┌──

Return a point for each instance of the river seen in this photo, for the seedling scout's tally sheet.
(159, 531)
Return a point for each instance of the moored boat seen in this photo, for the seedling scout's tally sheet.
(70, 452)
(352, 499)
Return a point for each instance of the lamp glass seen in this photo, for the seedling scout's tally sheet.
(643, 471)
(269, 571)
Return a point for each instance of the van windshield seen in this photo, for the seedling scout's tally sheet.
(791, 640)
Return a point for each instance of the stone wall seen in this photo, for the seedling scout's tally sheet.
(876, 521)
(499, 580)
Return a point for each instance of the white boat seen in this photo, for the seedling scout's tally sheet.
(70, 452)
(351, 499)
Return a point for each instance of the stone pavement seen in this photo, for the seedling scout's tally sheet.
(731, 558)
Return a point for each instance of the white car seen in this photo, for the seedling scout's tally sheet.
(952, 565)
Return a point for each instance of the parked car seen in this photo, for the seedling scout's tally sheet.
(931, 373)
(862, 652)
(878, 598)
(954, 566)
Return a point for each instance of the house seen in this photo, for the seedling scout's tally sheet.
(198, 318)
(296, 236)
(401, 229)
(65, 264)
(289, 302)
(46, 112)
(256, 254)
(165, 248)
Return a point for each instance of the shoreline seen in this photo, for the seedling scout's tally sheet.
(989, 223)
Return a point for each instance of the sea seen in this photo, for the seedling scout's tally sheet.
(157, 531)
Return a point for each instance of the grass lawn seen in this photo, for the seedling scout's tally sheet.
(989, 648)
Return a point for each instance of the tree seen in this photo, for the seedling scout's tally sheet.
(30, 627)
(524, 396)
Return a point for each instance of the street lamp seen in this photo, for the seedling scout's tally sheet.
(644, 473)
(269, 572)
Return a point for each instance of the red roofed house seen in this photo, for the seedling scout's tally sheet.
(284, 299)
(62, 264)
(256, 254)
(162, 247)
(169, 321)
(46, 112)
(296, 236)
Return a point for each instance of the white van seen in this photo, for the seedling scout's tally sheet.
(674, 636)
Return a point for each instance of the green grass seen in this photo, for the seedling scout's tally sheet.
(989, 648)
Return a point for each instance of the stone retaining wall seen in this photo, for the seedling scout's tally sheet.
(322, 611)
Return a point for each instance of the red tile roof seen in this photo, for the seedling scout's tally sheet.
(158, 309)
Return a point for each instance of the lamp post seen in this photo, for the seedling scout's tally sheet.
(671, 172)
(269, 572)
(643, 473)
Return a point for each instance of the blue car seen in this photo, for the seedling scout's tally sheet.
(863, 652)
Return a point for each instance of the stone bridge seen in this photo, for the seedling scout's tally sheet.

└──

Every record above needs to be repeated word for word.

* **PROBLEM SOLUTION**
Return a point for each instance of the river seen in this photo, for the seedling scout's tally sheet.
(159, 531)
Return a point for each instance of the moored boat seen in this photo, for the seedling scout's tally sheet.
(70, 452)
(352, 499)
Return a point for each instance of the lamp glass seen in this photo, for the seedling scout's tally sheet.
(643, 471)
(269, 571)
Return a point for each instance of the van windshield seen in this photo, for the seedling scout's tally sheet.
(791, 640)
Return a point for each instance of the stone wall seen in this photo, for the seedling scout's tally sheet.
(876, 521)
(499, 580)
Return a point for each instance of the white boat seen in this photo, for the seedling scout's tally sheet.
(70, 452)
(351, 499)
Return a point for each instance of the stone pavement seen in this photo, for the seedling scout's tally sheet.
(731, 558)
Return a point for each instance of the white car seen in this photo, for the seedling scout's tally sheet.
(952, 565)
Return a point for each instance of the parked car seen in this photo, for the seedling scout's tally sheet.
(931, 373)
(862, 652)
(878, 598)
(954, 566)
Return a point for each instance of the house seen in this photo, for the seedling scout's tally sheet.
(198, 318)
(296, 236)
(401, 229)
(65, 264)
(289, 302)
(46, 112)
(256, 254)
(165, 248)
Return a point for each instance of the shoreline seen in this photo, for the seedling scout's tally sheet.
(989, 223)
Return a point for each instance of the sea seen in this photo, for the seedling scout's tally sheet.
(157, 531)
Return a point for each instance of the grass lawn seen in this photo, for the seedling scout's tally sheet.
(989, 648)
Return a point for each instance of the tree seen in this photo, for the seedling scout's tally sheet.
(30, 627)
(524, 396)
Return a point for each instance of the street lamp seen in this photo, for the seedling scout's tally sheet.
(644, 473)
(269, 572)
Return a point for each instance of the red roofed house seen in this photo, for the seedling scout's tally sheet.
(284, 299)
(62, 264)
(256, 254)
(162, 247)
(169, 321)
(46, 112)
(296, 236)
Return a point for each instance of the white van seen in this photo, for the seedling scout's tally sheet.
(674, 636)
Return a point for each instance of the green grass seen in this photo, for the seedling scout's tally sheet.
(989, 648)
Return a point for each instance of the stone retaining wall seen in this photo, for the seedling scout's tally sheet.
(322, 611)
Return a point for each instance of the red tile roof seen in this photo, for the seedling scout's tally sheet.
(158, 309)
Return a point for each instance of the lamp post seen in this photo, for the seedling scout's tally sheet.
(671, 172)
(269, 572)
(643, 473)
Return a point for each instance of the blue car seen in this photo, for the seedling scout's tally sheet.
(863, 652)
Return a point for each instance of the stone bridge seen in this photo, for the seedling scout's tally sheet.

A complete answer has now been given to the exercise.